> Work to do
Begin at the line below that contains "Can you find the glass". Repeat it and all remaining lines of the records exactly.

Rows from a dataset
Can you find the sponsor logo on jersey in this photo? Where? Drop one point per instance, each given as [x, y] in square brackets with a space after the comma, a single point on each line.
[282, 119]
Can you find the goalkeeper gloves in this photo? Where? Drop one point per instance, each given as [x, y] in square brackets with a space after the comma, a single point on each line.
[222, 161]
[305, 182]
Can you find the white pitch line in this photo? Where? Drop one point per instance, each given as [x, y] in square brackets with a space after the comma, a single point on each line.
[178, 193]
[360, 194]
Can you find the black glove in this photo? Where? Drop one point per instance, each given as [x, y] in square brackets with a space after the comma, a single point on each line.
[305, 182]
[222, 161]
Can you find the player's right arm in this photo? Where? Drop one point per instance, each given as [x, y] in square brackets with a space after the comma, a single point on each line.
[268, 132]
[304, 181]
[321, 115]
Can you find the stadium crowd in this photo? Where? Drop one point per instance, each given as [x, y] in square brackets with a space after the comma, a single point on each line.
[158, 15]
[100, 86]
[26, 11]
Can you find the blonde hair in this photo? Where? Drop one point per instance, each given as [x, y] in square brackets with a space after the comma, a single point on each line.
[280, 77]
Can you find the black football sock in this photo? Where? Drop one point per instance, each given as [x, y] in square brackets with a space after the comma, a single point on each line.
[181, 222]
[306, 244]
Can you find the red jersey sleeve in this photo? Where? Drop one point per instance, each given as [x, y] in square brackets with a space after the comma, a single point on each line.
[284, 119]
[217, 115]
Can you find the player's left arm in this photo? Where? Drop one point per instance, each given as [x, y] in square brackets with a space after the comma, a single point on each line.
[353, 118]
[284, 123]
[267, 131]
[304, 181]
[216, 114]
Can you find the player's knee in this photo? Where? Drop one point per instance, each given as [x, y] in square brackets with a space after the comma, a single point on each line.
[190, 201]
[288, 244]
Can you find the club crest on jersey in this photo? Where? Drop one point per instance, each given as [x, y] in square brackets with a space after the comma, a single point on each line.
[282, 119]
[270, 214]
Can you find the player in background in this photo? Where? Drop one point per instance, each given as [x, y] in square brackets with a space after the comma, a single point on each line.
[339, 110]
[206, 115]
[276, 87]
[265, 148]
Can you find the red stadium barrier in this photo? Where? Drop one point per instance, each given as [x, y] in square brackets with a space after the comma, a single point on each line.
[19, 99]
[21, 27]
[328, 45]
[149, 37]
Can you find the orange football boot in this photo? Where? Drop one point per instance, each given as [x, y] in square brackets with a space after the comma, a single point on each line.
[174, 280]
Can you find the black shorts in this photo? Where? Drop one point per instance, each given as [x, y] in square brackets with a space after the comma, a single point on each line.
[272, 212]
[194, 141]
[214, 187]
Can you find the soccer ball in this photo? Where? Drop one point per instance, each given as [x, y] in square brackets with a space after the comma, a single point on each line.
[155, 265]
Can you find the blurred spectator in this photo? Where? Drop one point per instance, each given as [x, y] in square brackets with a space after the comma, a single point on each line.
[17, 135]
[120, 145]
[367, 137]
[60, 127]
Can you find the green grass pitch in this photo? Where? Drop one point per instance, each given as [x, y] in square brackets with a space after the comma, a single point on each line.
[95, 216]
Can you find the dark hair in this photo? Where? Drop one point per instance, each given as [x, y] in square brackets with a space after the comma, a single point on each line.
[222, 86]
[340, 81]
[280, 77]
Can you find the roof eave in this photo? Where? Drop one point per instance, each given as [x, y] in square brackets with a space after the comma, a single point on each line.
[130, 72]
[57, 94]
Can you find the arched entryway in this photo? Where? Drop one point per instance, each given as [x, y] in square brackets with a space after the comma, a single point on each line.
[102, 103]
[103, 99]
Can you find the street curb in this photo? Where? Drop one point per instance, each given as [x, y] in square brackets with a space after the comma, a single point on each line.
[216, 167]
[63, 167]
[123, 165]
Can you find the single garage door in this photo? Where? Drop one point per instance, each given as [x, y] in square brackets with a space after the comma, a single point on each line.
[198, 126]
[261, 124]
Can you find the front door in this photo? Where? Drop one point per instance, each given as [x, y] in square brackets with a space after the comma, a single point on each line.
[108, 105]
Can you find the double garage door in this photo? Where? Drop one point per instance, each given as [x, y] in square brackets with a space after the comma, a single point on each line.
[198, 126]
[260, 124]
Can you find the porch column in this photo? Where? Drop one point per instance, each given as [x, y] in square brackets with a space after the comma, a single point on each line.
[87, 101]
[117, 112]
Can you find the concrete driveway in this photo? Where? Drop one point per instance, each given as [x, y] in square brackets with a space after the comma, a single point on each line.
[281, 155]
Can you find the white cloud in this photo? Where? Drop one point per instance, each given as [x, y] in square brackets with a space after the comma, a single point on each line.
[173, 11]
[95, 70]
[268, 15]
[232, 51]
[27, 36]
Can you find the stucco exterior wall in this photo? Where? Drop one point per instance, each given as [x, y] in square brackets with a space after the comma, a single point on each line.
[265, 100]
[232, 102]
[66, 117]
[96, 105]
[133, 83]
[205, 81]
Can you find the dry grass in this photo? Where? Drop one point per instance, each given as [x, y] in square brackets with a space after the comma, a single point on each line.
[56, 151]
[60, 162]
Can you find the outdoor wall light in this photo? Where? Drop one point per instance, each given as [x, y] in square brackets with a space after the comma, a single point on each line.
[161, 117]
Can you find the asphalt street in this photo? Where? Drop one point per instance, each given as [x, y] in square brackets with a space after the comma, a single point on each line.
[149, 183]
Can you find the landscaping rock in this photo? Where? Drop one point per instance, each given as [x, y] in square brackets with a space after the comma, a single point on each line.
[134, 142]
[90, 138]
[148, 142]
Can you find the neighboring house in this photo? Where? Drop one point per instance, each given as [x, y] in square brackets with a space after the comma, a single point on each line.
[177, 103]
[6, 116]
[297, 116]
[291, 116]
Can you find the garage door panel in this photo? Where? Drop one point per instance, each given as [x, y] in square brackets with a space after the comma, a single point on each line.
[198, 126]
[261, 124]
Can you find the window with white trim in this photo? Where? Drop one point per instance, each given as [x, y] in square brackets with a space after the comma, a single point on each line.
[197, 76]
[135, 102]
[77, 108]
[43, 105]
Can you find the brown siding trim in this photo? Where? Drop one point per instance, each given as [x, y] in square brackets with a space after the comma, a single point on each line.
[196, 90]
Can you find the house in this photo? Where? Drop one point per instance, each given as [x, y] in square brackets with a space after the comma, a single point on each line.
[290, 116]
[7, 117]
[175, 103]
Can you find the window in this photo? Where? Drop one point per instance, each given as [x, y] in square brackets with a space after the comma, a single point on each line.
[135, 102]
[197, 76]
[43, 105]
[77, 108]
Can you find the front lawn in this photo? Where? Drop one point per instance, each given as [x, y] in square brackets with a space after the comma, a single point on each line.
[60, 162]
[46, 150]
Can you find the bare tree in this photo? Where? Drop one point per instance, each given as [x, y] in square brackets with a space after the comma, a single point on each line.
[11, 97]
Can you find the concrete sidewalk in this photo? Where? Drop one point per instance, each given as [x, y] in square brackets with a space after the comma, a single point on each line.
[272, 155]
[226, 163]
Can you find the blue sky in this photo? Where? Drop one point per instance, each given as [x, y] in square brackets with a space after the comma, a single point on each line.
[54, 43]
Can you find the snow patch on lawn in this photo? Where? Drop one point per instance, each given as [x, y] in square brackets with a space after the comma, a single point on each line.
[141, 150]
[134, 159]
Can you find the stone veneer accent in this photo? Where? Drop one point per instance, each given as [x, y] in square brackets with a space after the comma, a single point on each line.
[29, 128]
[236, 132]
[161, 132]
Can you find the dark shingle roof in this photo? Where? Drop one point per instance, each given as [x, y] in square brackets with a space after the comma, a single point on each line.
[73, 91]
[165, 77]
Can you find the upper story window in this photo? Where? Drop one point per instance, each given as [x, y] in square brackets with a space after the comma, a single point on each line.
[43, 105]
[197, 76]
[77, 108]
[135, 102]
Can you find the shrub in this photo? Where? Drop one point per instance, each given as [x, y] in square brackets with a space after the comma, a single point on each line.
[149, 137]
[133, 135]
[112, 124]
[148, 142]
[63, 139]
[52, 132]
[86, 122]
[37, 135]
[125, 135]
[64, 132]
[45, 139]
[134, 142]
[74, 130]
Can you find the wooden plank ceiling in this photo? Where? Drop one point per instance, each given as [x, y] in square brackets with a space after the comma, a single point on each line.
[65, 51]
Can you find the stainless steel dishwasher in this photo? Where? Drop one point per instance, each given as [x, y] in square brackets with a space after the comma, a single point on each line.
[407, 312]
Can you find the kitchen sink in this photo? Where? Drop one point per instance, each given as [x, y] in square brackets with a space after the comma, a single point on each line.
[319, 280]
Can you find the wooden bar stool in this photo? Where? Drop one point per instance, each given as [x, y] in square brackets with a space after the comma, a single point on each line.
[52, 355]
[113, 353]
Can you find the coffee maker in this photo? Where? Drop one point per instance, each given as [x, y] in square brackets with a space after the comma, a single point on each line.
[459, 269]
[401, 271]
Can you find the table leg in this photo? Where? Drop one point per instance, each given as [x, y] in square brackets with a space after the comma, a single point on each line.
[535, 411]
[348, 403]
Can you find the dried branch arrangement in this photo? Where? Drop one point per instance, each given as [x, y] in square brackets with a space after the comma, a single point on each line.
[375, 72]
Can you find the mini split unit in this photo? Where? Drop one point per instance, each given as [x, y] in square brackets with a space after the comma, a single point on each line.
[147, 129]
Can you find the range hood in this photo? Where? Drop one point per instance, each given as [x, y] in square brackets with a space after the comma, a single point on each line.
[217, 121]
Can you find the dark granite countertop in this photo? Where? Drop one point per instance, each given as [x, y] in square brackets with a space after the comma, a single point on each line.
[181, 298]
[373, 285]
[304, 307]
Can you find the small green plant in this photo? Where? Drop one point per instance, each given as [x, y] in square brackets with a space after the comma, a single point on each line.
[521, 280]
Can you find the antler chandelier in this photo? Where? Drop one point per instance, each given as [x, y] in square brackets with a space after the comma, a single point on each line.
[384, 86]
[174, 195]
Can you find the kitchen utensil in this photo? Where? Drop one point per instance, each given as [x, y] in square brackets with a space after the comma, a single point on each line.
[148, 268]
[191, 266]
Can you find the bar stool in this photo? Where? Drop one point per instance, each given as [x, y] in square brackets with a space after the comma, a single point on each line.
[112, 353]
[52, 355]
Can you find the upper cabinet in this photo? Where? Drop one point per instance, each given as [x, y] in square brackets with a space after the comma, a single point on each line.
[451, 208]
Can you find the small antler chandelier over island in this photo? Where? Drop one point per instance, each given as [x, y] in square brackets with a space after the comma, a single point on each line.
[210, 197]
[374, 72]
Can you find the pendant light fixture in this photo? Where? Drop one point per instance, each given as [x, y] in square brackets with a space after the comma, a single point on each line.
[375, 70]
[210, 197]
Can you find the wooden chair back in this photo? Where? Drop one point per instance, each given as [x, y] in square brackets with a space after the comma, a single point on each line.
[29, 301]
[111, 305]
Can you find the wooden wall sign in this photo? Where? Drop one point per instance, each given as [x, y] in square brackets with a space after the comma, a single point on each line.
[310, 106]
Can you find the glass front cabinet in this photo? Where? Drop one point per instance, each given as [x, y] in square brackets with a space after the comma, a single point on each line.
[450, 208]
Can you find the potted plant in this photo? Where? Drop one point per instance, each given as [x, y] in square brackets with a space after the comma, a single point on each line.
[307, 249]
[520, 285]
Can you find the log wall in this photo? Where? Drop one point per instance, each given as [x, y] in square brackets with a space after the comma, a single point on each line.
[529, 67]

> The output
Can you find the glass front cabinet in this photo? Where? Drop one point per instance, each given as [x, y] in square brackets with a space after the comma, a single point on each line.
[450, 208]
Can you find the potted plant in this photo? Where? Drop one point per instance, each given as [x, y] in square brackets with a space after the comma, a single point on each line.
[307, 249]
[520, 285]
Can you find the log wall in this photo? Where? Drop one point per instance, each given as [x, y] in square brackets with a space after the comma, a single point on each line.
[529, 67]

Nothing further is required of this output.